## Kutipan Sumber
···

Kautsar

إن كنت لا تعلم فتلك مصيبة وإن كنت تعلم فالمصيبة أعظم

Hukum-hukum Ramadhan : Beberapa Masalah Yang Berkaitan Dengan Hukum Niat Pada Puasa Ramadhan

Posted by Abahnya Kautsar pada 14 Agustus 2009

Berkaitan dengan masalah ini terdapat beberapa bagian permasalahan:

Pertama: Hukum meniatkan puasa Ramadhan disaat telah diketahui masuknya bulan Ramadhan.

Sebagian besar ulama berpendapat akan kewajiban niat pada puasa Ramadhan, bahkan syarat puasa Ramadhan itu sendiri. Pendapat ini merupakan pendapat para Imam Mazhab yang empat. Dan Zufar bin Hudzail salah seorang imam didalam mazhab Hanafiyah menyelisihi mereka dalam masalah ini.

···

## Daftar Tugas
(a) Kutip dari artikel tentang niat puasa Ramadhan bagian yang dimulai pada "Sebagian besar ulama" dan berakhir pada "dalam masalah ini.".
(b) Tuliskan satu per satu semua kalimat dalam paragraf artikel tentang niat puasa Ramadhan yang diawali dengan "Sebagian besar ulama berpendapat".
Item di bawah ini tidak diperlukan.

[Entri Tersimpan]
···

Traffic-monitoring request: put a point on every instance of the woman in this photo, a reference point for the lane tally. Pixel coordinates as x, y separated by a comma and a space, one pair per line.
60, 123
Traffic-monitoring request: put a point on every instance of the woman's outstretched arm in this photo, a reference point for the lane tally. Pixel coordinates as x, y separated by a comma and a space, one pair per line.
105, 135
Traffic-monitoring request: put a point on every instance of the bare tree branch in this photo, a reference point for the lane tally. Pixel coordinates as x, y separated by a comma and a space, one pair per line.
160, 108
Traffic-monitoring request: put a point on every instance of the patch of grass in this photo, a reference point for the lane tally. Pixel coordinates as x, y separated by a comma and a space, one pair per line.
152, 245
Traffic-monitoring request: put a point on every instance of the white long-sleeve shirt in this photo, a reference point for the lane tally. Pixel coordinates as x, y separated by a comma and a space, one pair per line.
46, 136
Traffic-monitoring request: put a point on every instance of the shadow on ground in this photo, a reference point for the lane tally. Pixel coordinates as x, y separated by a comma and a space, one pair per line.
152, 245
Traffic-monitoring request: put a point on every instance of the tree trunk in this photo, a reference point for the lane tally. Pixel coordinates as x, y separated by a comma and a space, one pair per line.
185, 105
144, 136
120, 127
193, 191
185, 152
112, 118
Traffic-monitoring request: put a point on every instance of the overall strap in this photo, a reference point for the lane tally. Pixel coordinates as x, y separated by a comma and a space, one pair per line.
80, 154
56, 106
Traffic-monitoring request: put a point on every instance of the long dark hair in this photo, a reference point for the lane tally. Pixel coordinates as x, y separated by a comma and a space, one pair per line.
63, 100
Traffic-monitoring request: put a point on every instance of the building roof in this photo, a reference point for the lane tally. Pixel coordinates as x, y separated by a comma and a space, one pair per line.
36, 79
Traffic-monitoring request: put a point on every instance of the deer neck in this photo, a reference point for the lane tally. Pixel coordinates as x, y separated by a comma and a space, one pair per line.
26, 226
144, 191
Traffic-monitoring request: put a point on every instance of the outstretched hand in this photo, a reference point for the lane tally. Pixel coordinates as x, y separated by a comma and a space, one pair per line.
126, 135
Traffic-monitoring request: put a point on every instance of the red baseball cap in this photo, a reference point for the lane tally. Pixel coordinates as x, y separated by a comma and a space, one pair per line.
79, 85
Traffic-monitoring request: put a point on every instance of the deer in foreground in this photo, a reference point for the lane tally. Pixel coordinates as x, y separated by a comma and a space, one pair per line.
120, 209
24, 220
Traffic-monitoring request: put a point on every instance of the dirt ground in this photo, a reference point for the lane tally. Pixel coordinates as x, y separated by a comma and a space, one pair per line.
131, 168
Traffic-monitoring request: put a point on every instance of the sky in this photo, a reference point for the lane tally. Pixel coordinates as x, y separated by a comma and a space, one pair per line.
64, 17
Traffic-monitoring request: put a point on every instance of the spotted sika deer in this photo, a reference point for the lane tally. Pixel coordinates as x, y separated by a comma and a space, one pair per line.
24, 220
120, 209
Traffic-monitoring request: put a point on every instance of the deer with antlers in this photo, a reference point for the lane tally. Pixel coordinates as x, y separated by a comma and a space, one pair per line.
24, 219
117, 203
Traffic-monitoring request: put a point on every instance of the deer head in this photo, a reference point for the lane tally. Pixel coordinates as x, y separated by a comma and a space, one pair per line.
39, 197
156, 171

···

## Jawaban Tiap Tugas
(a)
Sebagian besar ulama berpendapat akan kewajiban niat pada puasa Ramadhan, bahkan syarat puasa Ramadhan itu sendiri. Pendapat ini merupakan pendapat para Imam Mazhab yang empat. Dan Zufar bin Hudzail salah seorang imam didalam mazhab Hanafiyah menyelisihi mereka dalam masalah ini.

(b)
1. Sebagian besar ulama berpendapat akan kewajiban niat pada puasa Ramadhan, bahkan syarat puasa Ramadhan itu sendiri.
2. Pendapat ini merupakan pendapat para Imam Mazhab yang empat.
3. Dan Zufar bin Hudzail salah seorang imam didalam mazhab Hanafiyah menyelisihi mereka dalam masalah ini.